— Description of the task —
Can you write out every line of the entries below again, requests included, with each x and y coordinate in the answers scaled by 1.45 and rounded to the nearest whole number, halves rounding up? Leave any numbers in the requests unchanged.

— Recorded information —
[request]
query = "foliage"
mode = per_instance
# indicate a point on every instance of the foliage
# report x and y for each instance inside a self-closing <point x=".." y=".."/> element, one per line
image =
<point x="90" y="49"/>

— Expected answer —
[request]
query = "foliage"
mode = per_instance
# indicate a point on every instance of the foliage
# report x and y for each instance inside a self-closing <point x=".." y=".."/> element, one per line
image =
<point x="131" y="71"/>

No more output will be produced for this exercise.